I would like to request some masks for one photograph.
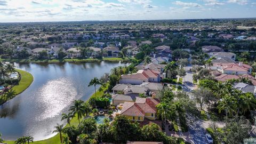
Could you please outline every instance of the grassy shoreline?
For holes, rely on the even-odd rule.
[[[103,91],[100,91],[99,90],[97,90],[96,92],[96,94],[97,97],[98,95],[101,95],[103,93]],[[91,99],[91,98],[95,97],[95,93],[92,94],[90,98],[88,99],[88,100]],[[74,125],[75,126],[77,126],[78,125],[78,120],[77,119],[77,115],[75,116],[75,117],[72,118],[70,121],[70,125]],[[65,125],[65,127],[68,127],[69,125],[66,124]],[[7,144],[15,144],[15,141],[4,141],[4,143],[7,143]],[[52,144],[52,143],[60,143],[60,134],[58,133],[57,134],[55,135],[54,136],[50,138],[49,139],[44,139],[44,140],[42,140],[39,141],[34,141],[33,143],[34,144]]]
[[[20,63],[59,63],[59,62],[100,62],[106,61],[128,61],[127,58],[103,58],[102,59],[0,59],[0,61],[20,62]]]
[[[7,99],[5,101],[3,101],[3,103],[1,103],[0,106],[22,93],[31,85],[34,81],[33,76],[32,76],[30,73],[20,69],[16,69],[16,70],[17,70],[17,71],[19,72],[21,75],[21,78],[19,82],[19,84],[12,88],[12,90],[16,91],[16,94],[15,95],[13,95],[12,98]]]

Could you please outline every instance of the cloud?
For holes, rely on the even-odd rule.
[[[121,3],[146,4],[151,3],[150,0],[118,0]]]
[[[0,5],[7,5],[7,2],[5,1],[0,1]]]
[[[228,3],[236,3],[239,5],[246,5],[248,4],[247,0],[228,0]]]
[[[150,5],[150,4],[147,4],[144,5],[143,6],[143,7],[144,7],[144,8],[147,8],[147,9],[153,9],[153,8],[156,8],[156,7],[157,7],[157,6]]]
[[[174,2],[174,4],[178,5],[181,5],[183,6],[192,6],[197,7],[201,7],[201,5],[197,3],[186,3],[181,1],[175,1],[175,2]]]
[[[204,0],[204,2],[206,3],[205,5],[215,6],[215,5],[222,5],[225,4],[223,3],[219,2],[217,0]]]
[[[31,2],[33,4],[41,4],[40,2],[37,2],[37,1],[32,1],[32,2]]]

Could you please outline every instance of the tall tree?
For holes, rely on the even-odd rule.
[[[25,137],[25,139],[28,142],[28,144],[29,144],[29,142],[34,142],[34,138],[31,136]]]
[[[145,57],[144,61],[145,63],[145,65],[147,65],[147,64],[151,62],[151,58],[148,55]]]
[[[54,126],[55,130],[52,132],[53,133],[55,132],[60,133],[60,139],[61,144],[63,142],[62,132],[63,131],[63,128],[64,126],[63,126],[63,124],[60,125],[59,124],[57,124],[57,125]]]
[[[75,100],[74,105],[69,108],[69,110],[73,113],[73,115],[77,114],[79,124],[80,124],[80,119],[84,115],[84,101],[81,100]]]
[[[71,127],[70,125],[70,121],[72,118],[74,117],[75,116],[74,115],[73,113],[69,112],[67,114],[62,114],[61,117],[61,121],[64,119],[67,119],[67,123],[69,125],[69,127]]]
[[[94,77],[91,80],[91,81],[89,83],[89,85],[88,85],[88,86],[92,86],[92,85],[94,86],[95,97],[97,97],[96,85],[101,85],[101,83],[100,83],[100,80],[98,78]]]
⁂
→ **Task requirements**
With both ends included, please retype exactly the lines from the line containing "Could you please outline every instance of the cloud?" to the final line of the data.

→ **Task response**
Could you please outline every instance of the cloud?
For holes, rely on the even-odd rule.
[[[121,3],[146,4],[151,3],[150,0],[118,0]]]
[[[0,5],[7,5],[7,2],[5,1],[0,1]]]
[[[228,3],[236,3],[239,5],[246,5],[248,4],[247,0],[228,0]]]
[[[150,5],[150,4],[147,4],[144,5],[143,6],[143,7],[144,7],[144,8],[147,8],[147,9],[153,9],[153,8],[156,8],[156,7],[157,7],[157,6]]]
[[[174,2],[174,4],[178,5],[181,5],[183,6],[192,6],[197,7],[201,7],[201,5],[197,3],[186,3],[181,1],[175,1],[175,2]]]
[[[204,0],[204,2],[206,3],[205,5],[215,6],[215,5],[222,5],[225,4],[223,3],[219,2],[217,0]]]
[[[31,2],[33,4],[41,4],[40,2],[37,2],[37,1],[32,1],[32,2]]]

Could you please outline every instance of the tall tree?
For holes, rely on the even-odd rule.
[[[25,137],[25,139],[28,142],[28,144],[29,144],[29,142],[34,142],[34,138],[31,136]]]
[[[145,57],[144,61],[145,63],[145,65],[147,65],[147,64],[151,62],[151,58],[148,55]]]
[[[54,126],[55,130],[52,132],[53,133],[55,132],[60,133],[60,139],[61,144],[63,142],[62,132],[63,131],[63,128],[64,126],[63,126],[63,124],[60,125],[59,124],[57,124],[57,125]]]
[[[75,100],[74,105],[69,108],[69,110],[73,113],[73,115],[77,114],[79,124],[80,124],[80,119],[84,115],[84,101],[81,100]]]
[[[71,127],[70,125],[70,121],[72,118],[74,117],[75,116],[74,115],[73,113],[69,112],[67,114],[62,114],[61,117],[61,121],[64,119],[67,119],[67,123],[69,125],[69,127]]]
[[[94,77],[91,80],[91,81],[89,83],[89,85],[88,85],[88,86],[92,86],[92,85],[94,86],[95,97],[97,97],[96,85],[101,85],[101,83],[100,83],[100,80],[98,78]]]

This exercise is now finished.